3D Content Retrieval

Last updated

A 3D Content Retrieval system is a computer system for browsing, searching and retrieving three dimensional digital contents (e.g.: Computer-aided design, molecular biology models, and cultural heritage 3D scenes, etc.) from a large database of digital images. The most original way of doing 3D content retrieval uses methods to add description text to 3D content files such as the content file name, link text, and the web page title so that related 3D content can be found through text retrieval. Because of the inefficiency of manually annotating 3D files, researchers have investigated ways to automate the annotation process and provide a unified standard to create text descriptions for 3D contents. Moreover, the increase in 3D content has demanded and inspired more advanced ways to retrieve 3D information. Thus, shape matching methods for 3D content retrieval have become popular. Shape matching retrieval is based on techniques that compare and contrast similarities between 3D models.

-------

PROMPT A
Name every kind of description text that the passage on 3D content retrieval says is added to 3D content files.
PROMPT B
Continue the passage on 3D content retrieval from its final sentence.

-------

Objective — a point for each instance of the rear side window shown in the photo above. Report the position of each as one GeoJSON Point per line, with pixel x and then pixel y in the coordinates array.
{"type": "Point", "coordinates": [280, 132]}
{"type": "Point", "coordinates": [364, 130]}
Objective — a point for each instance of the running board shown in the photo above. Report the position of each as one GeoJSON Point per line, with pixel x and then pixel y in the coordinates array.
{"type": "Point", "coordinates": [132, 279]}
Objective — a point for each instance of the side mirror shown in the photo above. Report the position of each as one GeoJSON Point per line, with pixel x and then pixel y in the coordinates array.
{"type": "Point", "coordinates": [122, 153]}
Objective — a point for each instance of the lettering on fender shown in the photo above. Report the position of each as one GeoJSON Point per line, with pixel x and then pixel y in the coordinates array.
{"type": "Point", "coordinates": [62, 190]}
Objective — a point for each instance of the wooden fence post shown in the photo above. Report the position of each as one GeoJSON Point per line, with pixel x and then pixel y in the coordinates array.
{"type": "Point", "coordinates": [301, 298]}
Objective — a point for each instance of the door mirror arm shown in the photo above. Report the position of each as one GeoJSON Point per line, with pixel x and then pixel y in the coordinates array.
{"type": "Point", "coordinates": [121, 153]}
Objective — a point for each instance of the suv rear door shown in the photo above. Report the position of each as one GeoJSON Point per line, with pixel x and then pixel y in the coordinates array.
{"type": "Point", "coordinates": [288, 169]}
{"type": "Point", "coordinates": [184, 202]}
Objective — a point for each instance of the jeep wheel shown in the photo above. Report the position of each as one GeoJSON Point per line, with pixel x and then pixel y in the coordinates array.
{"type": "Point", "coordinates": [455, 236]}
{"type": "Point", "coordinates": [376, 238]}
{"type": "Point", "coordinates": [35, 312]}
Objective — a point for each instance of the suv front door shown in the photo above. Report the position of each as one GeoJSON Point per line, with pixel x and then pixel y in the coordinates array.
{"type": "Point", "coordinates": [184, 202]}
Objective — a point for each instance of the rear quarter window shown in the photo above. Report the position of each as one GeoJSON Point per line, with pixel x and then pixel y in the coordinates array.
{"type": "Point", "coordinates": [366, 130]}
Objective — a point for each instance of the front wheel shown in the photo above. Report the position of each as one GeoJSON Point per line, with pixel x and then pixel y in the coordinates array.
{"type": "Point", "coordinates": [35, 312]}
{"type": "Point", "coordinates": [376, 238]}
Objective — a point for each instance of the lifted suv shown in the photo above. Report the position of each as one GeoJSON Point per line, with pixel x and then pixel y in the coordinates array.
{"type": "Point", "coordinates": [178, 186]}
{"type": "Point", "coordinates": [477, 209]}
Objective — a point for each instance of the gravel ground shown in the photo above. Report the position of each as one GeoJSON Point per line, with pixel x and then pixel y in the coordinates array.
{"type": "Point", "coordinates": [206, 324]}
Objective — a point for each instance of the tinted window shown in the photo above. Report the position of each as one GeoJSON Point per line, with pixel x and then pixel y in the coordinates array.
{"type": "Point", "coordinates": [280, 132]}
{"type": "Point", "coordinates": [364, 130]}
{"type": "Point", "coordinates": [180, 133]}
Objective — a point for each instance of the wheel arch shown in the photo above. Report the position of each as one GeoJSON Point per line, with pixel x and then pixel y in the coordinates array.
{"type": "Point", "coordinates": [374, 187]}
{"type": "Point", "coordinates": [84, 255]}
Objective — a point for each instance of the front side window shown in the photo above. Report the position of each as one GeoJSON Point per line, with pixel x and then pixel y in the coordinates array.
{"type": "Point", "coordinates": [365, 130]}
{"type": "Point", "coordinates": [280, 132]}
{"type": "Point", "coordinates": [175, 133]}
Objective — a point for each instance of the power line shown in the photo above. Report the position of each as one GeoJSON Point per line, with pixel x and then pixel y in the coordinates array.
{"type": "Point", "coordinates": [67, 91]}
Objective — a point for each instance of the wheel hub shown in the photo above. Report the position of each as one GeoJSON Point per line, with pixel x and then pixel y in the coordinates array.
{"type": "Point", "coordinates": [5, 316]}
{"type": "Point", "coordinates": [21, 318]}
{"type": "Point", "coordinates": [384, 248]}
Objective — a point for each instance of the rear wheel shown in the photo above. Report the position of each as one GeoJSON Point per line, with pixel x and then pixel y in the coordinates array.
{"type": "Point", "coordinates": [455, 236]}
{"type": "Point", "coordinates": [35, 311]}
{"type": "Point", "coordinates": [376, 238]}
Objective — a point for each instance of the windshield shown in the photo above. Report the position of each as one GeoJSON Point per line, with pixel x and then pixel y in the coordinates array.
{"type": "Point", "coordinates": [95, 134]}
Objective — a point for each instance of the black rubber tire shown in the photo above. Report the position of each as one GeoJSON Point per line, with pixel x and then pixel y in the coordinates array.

-------

EXPECTED OUTPUT A
The content file name, link text, and the web page title.

EXPECTED OUTPUT B
Contents

3D retrieval methods

Derive a high level description (e.g.: a skeleton) and then find matching results

This method describes 3D models by using a skeleton. The skeleton encodes the geometric and topological information in the form of a skeletal graph and uses graph matching techniques to match the skeletons and compare them. [1] However, this method requires a 2-manifold input model, and it is very sensitive to noise and details. Many of the existing 3D models are created for visualization purposes, while missing the input quality standard for the skeleton method. The skeleton 3D retrieval method needs more time and effort before it can be used widely.

Compute a feature vector based on statistics

Unlike Skeleton modeling, which requires a high quality standard for the input source, statistical methods do not put restriction on the validity of an input source. Shape histograms, feature vectors composed of global geo-metic properties such as circularity and eccentricity, and feature vectors created using frequency decomposition of spherical functions are common examples of using statistical methods to describe 3D information. [2]

2D projection method

Some approaches use 2D projections of a 3D model, justified by the assumption that if two objects are similar in 3D, then they should have similar 2D projections in many directions. Prototypical Views [3] and Light field description [4] are good examples of 2D projection methods.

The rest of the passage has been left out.